Work instruction A:
From the genome research overview, return the stretch from "Introduction" through "the other themes.", copied word for word.
Work instruction B:
According to the genome research overview, why does systematics research focus in particular on phylogenetics, species-level systematics and molecular evolution? Answer in one to three sentences.
Work instruction C:
Write what comes next in the genome research overview, picking up after its final sentence.

Document segment:
Content starts

The central research topic of this theme is the organization of the genome, which is studied at all levels, including the molecular structure, nuclear and cellular organisation and genetic transmission, as well as at the level of populations, phylogeny and evolution.

Introduction

The central research topic of this theme is the organization of the genome, which is studied at all levels, including the molecular structure, nuclear and cellular organisation and genetic transmission, as well as at the level of populations, phylogeny and evolution. The major disciplines involved include; Genetics, Biosystematics, Genomics and Bioinformatics. The four are closely related with numerous connections and opportunities for co-operations within Theme 4 and with research groups in the other themes. 

Genetics is essential for understanding the regulation and evolutionary development of all processes in living organisms including growth, differentiation, maintenance and reproduction. Differences in genetic composition form the basis for (interspecific) biodiversity and provide the (mostly intraspecific) basis for plant breeding. Besides, organisms employ epigenetic systems to control gene expression in relation to their developmental programs and in response to changing environmental conditions. This phenomenon involves both transcriptional and post-transcriptional events and the important role of chromatin structure in this regard is increasingly recognized. 

The genetic dissection of biological traits makes use of induced and spontaneous mutations, for example with the controlled use of transposon - and transformation technology. The versatile world of molecular tools has provided an almost endless list of marker technologies using restriction enzymes, PCR, DNA chip and high-throughput sequencing technologies. Also, the construction of genetic maps has improved considerably by the strong contributions of statistical tools and powerful software and this has tremendously facilitated the study of genetic variation. The use of these genetic analyses has become one of the pillars of basic research and they are widely employed for the projects in this and all other themes of the graduate school. 

The science of systematics takes a comparative approach to the study of biodiversity and provides a framework for the other disciplines. To foster synergy with and between these disciplines and to contribute to an increased understanding of patterns of diversity, systematics research focuses in particular on phylogenetics, species-level systematics and molecular evolution. Research will focus both on domesticated and naturally occurring species.

Content ends

Dataset:
Content starts

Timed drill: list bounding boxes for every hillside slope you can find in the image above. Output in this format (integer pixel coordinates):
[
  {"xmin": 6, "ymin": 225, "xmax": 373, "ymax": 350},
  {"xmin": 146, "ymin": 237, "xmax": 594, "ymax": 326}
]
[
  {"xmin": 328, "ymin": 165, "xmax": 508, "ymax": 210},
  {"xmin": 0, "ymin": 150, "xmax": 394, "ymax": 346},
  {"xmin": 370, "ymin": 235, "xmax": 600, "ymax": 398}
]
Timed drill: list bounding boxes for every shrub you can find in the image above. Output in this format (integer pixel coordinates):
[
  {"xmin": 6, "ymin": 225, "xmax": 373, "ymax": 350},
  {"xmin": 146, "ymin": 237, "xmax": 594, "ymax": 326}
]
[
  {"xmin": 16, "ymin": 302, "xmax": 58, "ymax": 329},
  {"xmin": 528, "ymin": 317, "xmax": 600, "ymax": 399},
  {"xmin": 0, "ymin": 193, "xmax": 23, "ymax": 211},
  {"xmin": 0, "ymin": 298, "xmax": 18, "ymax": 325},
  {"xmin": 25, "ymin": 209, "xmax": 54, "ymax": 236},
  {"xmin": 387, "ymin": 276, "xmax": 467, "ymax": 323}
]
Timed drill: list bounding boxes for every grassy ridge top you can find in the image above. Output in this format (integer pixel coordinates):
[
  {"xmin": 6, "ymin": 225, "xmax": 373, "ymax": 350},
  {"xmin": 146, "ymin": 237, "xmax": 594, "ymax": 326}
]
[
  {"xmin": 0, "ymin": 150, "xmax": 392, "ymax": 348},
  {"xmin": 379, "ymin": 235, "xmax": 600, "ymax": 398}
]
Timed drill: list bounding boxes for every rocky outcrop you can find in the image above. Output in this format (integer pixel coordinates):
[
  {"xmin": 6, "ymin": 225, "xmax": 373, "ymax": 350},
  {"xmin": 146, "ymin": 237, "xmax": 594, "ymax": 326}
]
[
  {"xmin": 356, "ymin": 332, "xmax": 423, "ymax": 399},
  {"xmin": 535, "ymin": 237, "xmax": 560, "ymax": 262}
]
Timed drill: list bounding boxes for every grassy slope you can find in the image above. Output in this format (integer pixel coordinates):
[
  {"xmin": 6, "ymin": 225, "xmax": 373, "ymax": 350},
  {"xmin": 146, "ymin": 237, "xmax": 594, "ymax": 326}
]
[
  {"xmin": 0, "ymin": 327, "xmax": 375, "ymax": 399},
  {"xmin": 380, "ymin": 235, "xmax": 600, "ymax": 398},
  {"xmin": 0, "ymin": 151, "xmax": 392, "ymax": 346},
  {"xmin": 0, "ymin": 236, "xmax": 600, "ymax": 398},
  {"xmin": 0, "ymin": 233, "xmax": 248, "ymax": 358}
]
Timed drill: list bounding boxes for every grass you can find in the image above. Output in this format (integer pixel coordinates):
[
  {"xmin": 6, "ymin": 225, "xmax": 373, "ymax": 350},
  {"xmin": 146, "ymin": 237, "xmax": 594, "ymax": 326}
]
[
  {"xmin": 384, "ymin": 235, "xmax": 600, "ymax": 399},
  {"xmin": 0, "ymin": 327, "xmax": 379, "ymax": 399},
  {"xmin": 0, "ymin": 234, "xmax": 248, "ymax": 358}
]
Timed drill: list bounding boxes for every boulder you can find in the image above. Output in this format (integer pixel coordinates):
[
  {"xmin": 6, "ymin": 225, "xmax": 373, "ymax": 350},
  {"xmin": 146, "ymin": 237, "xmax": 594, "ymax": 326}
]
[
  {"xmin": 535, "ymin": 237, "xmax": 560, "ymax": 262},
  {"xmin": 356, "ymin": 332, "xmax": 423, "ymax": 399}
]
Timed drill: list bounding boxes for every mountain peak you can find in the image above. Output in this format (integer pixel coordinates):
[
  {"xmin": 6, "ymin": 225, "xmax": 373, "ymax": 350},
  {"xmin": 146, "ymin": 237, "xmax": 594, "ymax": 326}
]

Content ends

Expected answer A:
Introduction

The central research topic of this theme is the organization of the genome, which is studied at all levels, including the molecular structure, nuclear and cellular organisation and genetic transmission, as well as at the level of populations, phylogeny and evolution. The major disciplines involved include; Genetics, Biosystematics, Genomics and Bioinformatics. The four are closely related with numerous connections and opportunities for co-operations within Theme 4 and with research groups in the other themes.

Expected answer B:
Systematics research concentrates on these areas to foster synergy with and between the other disciplines of the theme. It also aims to contribute to an increased understanding of patterns of diversity.

Expected answer C:
EPS research on Genome Biology describes genetic variation and aims to unravel genetic and evolutionary mechanisms, also with the purpose of providing materials and tools for the other three research themes and for plant breeding in general. The approaches, outlined above, enable a quick and thorough identification of biodiversity in natural populations and accessions used in plant breeding related to QTL for disease resistance and other traits. The accumulation of knowledge from the fields of bio-informatics, molecular biology, biosystematics, genetics and cytogenetics within EPS provides an excellent basis to perform top-level research. Theme 4 also provides several lines of applications which include various cooperations and contract research projects with breeding companies and genomics initiatives. 

The Theme Genome Biology is subdivided in the three following subthemes:
 

Subtheme 4a - The Structure and Organization of Genomes and Epigenetic Patterns

This subtheme deals with structural and organizational aspects of the genome, for example in relation to genetic position of important genes/traits, chromatin structure and epigenetic modifications of gene regulation and -expression. Major programmes are the sequencing of tomato chromosome 6, financed and organized by CBSG and EU-SOL, the sequencing of the potato genome by the Potato Genome Sequencing Consortium and the participation of an EPS team in the Medicago/ Red clover genome consortium. An STW Potato Genome project delivered many new tools and upgraded many existing ones. Marker technology, recently implemented by GS pyrosequencing complements AFLP technology as the method of choice for marker analysis. The ultimate goal will be the sequencing of regions of interest in segregating populations. 

The acquired expertise in sequencing technology and bioinformatics from the tomato and potato teams provides unique opportunities for comparing DNA sequences, and genetic and chromosome maps between tomato and potato, and other Solanaceae crop species. This information will also benefit introgressive hybridization programs for plant breeders and biodiversity studies.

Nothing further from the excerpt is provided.